[Records excerpted from a collection]
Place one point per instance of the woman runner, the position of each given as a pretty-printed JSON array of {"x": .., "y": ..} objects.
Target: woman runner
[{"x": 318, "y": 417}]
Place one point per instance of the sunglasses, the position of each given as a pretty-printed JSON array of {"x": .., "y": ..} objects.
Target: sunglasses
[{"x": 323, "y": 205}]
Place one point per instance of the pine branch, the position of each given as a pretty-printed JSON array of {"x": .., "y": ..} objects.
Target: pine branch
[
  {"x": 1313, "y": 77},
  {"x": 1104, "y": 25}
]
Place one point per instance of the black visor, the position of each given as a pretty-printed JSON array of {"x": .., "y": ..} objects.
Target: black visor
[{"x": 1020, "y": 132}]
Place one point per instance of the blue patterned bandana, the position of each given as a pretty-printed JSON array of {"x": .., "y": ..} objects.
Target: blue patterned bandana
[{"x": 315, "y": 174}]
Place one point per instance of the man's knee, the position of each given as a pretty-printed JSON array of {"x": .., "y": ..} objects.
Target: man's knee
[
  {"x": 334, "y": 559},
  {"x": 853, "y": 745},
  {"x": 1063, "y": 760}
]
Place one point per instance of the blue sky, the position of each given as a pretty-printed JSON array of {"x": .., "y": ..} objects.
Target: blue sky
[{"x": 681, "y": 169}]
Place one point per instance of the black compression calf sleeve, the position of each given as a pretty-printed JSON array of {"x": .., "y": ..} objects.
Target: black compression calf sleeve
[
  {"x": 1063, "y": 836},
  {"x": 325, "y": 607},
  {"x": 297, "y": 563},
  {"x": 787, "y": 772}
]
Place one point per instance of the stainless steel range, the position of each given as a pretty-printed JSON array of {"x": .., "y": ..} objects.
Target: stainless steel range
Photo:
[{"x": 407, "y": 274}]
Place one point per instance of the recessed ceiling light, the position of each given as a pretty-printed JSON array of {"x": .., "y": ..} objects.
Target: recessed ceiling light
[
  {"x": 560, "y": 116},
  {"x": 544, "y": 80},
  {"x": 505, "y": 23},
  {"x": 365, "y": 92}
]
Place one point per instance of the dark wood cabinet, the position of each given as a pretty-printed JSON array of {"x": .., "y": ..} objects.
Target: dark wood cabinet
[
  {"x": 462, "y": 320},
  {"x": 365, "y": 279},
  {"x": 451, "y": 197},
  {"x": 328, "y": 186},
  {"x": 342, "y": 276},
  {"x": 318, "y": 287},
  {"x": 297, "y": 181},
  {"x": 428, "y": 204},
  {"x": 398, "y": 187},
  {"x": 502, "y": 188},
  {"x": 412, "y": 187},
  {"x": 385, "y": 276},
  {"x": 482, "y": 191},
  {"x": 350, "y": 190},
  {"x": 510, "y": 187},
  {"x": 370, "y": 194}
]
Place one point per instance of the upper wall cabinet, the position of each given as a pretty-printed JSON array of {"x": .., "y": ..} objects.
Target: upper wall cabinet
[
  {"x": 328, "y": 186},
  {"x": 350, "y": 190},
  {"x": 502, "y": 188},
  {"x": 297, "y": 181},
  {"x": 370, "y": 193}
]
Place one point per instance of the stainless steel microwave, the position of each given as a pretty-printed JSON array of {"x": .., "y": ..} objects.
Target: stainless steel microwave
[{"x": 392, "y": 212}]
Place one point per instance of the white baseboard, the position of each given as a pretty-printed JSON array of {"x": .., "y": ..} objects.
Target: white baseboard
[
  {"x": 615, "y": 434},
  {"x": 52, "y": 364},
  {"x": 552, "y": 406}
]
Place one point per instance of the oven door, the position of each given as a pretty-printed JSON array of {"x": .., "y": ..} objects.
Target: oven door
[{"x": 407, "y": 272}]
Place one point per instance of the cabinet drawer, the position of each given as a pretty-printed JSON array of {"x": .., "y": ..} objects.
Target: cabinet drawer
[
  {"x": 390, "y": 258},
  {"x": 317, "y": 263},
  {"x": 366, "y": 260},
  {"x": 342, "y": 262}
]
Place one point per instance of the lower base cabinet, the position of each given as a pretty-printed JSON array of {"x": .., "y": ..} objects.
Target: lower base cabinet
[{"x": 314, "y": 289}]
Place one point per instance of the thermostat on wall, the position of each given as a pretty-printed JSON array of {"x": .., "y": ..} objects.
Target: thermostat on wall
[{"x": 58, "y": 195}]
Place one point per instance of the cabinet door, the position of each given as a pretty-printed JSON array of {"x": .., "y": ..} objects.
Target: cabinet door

Goal of the exercise.
Give exactly the lines from the one with "Place one point per instance of the lower" to the end of the entries, nothing before them.

Result of this task.
Place one point per instance of the lower base cabinet, the position of each given as a pretty-printed JSON array of {"x": .., "y": ..} objects.
Target: lower base cabinet
[{"x": 314, "y": 289}]
Place one point per instance of the thermostat on wall, the position of each given as a pretty-printed JSON array of {"x": .., "y": ..} objects.
Target: thermostat on wall
[{"x": 58, "y": 195}]
Place one point per instance of the cabinet door, the position of each given as a pretty-printed JSON array of {"x": .., "y": ..} objects.
Target: cabinet door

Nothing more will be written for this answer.